BRIEF:
Reproduce word for word the lines of the data below, starting at the line that contains "For every instance of the white shirt" and ending at the line that contains "x=129 y=182", including both of those lines.

SUPPLIED MATERIAL:
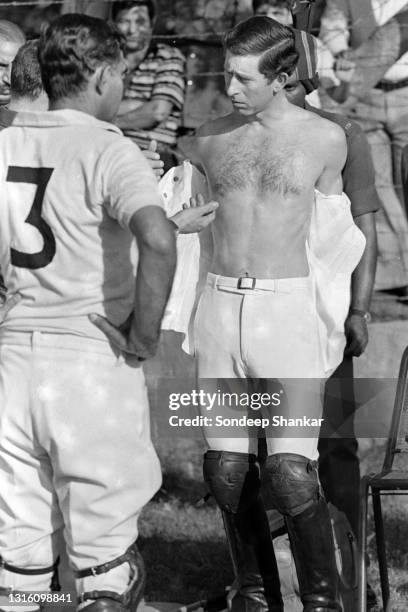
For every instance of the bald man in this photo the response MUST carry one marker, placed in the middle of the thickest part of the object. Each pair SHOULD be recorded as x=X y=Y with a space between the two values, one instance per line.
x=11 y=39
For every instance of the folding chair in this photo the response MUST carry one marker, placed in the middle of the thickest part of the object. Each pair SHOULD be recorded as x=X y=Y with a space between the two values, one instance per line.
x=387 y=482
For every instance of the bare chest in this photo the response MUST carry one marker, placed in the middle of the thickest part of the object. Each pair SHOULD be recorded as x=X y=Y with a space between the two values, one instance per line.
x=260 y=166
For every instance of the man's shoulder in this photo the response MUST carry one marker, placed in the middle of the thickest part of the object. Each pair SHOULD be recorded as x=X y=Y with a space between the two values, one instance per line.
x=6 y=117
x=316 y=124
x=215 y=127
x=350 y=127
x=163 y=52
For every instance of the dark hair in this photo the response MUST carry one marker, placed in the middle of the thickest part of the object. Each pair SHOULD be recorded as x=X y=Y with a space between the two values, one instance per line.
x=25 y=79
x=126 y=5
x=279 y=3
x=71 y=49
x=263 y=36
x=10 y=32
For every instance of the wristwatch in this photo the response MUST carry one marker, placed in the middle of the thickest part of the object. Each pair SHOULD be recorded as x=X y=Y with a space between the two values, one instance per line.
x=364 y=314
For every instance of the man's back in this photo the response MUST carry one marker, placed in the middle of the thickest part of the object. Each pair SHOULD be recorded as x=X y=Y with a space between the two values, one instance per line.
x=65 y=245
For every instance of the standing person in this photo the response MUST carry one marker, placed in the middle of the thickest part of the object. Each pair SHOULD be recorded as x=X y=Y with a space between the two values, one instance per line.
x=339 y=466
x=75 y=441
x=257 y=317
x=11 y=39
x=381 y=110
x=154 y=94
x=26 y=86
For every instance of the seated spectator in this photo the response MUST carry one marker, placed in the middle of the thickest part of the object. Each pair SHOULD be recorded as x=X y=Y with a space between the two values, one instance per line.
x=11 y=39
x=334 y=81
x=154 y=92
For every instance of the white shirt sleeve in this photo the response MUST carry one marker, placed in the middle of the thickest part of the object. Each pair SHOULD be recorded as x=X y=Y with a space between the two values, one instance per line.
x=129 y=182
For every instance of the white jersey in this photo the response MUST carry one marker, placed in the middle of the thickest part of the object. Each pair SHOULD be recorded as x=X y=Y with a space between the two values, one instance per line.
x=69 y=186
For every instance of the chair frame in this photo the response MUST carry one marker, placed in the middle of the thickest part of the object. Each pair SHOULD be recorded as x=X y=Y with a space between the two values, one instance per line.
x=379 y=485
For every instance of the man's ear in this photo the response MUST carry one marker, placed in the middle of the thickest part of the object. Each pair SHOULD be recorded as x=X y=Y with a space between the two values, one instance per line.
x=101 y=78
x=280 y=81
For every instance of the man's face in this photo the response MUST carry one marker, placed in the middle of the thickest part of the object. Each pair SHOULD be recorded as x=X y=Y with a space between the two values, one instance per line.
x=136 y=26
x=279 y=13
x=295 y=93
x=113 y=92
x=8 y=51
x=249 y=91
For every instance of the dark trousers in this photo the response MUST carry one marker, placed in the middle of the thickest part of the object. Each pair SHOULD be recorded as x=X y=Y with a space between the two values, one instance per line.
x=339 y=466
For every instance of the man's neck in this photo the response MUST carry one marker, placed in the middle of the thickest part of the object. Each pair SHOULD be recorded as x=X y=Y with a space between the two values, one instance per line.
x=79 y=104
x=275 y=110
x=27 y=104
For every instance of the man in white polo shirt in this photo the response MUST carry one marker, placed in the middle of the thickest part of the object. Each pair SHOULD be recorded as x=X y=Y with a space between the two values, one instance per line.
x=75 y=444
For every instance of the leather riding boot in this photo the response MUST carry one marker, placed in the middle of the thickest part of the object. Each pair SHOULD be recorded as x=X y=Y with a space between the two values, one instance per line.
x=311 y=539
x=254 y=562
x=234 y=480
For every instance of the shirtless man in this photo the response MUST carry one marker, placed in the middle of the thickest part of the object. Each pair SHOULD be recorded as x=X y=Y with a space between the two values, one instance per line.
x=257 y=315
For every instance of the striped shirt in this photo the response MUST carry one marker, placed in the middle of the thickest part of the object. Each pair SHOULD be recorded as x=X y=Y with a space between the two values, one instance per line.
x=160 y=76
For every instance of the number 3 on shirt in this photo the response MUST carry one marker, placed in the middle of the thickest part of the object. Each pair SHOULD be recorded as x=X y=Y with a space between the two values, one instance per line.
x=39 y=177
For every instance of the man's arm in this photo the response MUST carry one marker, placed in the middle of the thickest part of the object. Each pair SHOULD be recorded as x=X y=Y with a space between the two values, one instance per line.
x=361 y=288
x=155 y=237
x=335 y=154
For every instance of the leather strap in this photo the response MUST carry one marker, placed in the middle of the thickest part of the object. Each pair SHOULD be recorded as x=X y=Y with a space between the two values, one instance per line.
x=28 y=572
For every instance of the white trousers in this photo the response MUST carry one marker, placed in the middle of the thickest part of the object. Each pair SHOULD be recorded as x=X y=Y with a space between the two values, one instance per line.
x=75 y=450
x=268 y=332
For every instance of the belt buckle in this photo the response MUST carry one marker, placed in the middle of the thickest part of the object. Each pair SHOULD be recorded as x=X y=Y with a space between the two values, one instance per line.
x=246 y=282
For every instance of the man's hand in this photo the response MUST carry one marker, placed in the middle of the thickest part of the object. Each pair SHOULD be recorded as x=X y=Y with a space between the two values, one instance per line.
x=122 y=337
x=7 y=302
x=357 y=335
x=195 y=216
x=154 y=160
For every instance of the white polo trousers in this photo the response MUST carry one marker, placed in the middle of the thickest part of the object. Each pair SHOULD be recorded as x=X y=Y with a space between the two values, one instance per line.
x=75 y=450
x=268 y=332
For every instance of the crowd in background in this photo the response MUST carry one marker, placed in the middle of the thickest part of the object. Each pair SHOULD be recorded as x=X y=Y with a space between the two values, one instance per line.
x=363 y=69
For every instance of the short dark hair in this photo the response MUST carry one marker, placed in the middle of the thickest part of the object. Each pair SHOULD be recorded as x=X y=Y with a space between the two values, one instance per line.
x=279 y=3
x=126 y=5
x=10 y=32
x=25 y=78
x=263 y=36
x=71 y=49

EXPECTED OUTPUT:
For every instance of the white shirt sleeve in this photo the response MUST carry one marker, placed in the middle of the thickest part of the object. Each pair SHOULD be recorded as x=X y=Y with a space between the two values, one instance per line.
x=129 y=182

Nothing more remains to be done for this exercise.